» **TESTO DI PARTENZA**
----

Allergie alimentari nei bambini, rendono i piccoli più asociali

Allergie alimentari nei bambini, rendono i piccoli più asociali
Allergie alimentari nei bambini, rendono i piccoli più asociali

Che le allergie alimentari fra i bambini sono in aumento è un dato ormai tristemente noto, quello che non si sapeva fino ad ora è che i bambini affetti da forme di allergie o intolleranze alimentari non vivono il loro disagio solo a tavola, quanto piuttosto anche fuori e soprattutto nel rapporto con gli altri.

Sottoposti a continue raccomandazioni accorate da parte dei genitori, circa l’attenzione nei confronti del cibo da mangiare e timorosi in prima persona di mandar giù qualcosa che li possa fare stare male, questi bambini finiscono per vivere l’invito al compleanno di un compagno di classe o la gita scolastica come occasioni potenzialmente pericolose e quindi ‘da evitare‘.

Il fragile profilo psicologico di bambini e adolescenti affetti da allergie alimentari è tracciato da una ricerca che sarà presentata al Food allergy and anaphylaxis meeting dell’European Academy of Allergy and Clinical Immunology, in corso a Venezia fino a sabato.
A condurre l’indagine è stato il Centro regionale delle allergie alimentari 1 dell’azienda ospedaliera dell’Università di Padova diretto da Maria Antonella Muraro, che ha esaminato il comportamento di 107 piccoli pazienti e delle loro mamme. Il gruppo è stato distribuito in due fasce: il primo comprendente 72 bimbi da 0 a 5 anni, il secondo 35 tra i 6 e gli 11.
Come hanno osservano la psicologa Laura Polloni e la dietista Alice Toniolo, sono proprio queste ultime le fasce maggiormente interessate dalle allergie da cibo: ‘Pur avendo più occasioni per mangiare fuori casa, il 23 per cento ha rivelato di non nutrire alcuna curiosità ad assaggiare i cibi nuovi rispetto ai più piccoli. Alcuni di loro – dicono le esperte – finiscono per isolarsi dai coetanei e uno su cinque non partecipa a qualsiasi tipo di festa‘.

----

» **MATERIALE FORNITO**

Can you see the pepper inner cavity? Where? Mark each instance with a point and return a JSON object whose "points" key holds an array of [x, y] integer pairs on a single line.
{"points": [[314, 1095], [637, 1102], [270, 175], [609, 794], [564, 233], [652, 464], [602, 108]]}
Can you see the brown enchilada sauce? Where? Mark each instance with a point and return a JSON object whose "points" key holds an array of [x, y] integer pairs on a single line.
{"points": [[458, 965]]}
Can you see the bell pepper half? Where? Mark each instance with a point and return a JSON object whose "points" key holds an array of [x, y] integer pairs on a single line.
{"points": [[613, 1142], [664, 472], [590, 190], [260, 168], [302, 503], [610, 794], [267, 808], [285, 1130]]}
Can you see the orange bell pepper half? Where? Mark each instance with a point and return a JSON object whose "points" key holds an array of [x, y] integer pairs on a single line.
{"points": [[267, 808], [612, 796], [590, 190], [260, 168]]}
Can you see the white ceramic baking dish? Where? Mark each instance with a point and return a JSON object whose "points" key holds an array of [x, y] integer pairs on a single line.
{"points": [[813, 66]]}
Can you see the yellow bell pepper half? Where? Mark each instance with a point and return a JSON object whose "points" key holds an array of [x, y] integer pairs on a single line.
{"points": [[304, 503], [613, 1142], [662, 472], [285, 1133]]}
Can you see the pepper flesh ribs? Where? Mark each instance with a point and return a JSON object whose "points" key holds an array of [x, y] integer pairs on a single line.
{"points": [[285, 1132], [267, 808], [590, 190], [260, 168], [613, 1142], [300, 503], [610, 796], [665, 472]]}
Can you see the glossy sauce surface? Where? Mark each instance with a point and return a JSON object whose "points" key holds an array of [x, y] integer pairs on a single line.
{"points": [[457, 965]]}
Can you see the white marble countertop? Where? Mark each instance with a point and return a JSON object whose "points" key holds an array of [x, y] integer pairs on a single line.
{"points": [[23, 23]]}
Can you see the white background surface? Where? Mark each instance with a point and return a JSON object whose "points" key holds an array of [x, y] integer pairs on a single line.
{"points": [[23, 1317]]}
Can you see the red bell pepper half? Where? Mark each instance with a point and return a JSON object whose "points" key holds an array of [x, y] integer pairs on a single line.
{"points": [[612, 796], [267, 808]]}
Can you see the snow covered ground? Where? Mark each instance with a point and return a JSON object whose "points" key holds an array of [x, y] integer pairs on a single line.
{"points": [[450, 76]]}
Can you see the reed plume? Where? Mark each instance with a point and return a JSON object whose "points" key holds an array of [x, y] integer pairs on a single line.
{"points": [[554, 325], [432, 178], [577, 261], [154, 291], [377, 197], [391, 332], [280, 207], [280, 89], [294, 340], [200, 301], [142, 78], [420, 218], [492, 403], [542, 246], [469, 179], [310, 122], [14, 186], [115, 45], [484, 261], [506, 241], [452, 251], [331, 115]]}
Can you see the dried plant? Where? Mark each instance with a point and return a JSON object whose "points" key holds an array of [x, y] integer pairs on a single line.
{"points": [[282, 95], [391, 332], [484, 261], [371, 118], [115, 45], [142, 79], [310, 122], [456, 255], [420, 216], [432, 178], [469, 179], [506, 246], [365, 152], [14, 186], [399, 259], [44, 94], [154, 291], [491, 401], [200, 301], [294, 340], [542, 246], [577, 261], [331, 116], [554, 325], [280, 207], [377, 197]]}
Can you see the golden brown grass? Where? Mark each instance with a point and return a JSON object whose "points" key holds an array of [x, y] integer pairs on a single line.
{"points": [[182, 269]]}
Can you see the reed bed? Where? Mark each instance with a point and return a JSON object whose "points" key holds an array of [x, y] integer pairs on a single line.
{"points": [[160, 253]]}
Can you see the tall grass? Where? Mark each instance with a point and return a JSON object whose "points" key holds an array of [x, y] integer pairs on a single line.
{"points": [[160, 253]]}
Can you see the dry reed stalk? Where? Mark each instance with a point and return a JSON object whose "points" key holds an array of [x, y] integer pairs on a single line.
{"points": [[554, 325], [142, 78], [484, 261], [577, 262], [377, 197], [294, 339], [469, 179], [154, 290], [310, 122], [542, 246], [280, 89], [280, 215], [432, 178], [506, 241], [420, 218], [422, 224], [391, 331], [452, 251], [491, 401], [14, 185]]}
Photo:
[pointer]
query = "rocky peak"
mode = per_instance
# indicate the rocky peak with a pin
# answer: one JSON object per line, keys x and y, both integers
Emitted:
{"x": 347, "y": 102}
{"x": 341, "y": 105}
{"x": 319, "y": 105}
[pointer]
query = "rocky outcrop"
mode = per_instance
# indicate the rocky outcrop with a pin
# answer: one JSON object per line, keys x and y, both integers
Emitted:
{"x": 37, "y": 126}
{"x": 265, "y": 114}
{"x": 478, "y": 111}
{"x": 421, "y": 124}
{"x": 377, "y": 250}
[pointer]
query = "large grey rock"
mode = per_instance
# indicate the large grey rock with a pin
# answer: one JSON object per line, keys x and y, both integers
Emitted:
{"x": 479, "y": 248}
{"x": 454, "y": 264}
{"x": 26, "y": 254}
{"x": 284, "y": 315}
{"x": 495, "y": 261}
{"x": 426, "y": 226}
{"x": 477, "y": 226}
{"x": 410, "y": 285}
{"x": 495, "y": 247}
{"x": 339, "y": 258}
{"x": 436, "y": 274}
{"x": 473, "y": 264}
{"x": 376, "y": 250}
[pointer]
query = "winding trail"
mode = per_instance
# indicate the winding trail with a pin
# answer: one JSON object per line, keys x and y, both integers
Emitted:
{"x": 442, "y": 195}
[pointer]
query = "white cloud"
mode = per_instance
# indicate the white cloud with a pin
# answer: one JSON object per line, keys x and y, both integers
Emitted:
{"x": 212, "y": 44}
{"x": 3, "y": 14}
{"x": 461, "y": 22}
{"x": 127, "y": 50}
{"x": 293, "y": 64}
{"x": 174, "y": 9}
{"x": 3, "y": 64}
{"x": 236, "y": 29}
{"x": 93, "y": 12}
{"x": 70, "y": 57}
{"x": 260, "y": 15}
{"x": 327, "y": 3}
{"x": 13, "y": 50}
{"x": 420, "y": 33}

----

» **ESERCIZIO A**
Per favore, estrai dall'articolo sulle allergie alimentari nei bambini il passo che va da "Che le allergie" fino a "con gli altri." incluso.
» **ESERCIZIO B**
Secondo l'articolo sulle allergie alimentari nei bambini, quanti piccoli pazienti ha esaminato il centro dell'Università di Padova?

» **RISPOSTA ALL'ESERCIZIO A**
Che le allergie alimentari fra i bambini sono in aumento è un dato ormai tristemente noto, quello che non si sapeva fino ad ora è che i bambini affetti da forme di allergie o intolleranze alimentari non vivono il loro disagio solo a tavola, quanto piuttosto anche fuori e soprattutto nel rapporto con gli altri.

» **RISPOSTA ALL'ESERCIZIO B**
107 piccoli pazienti.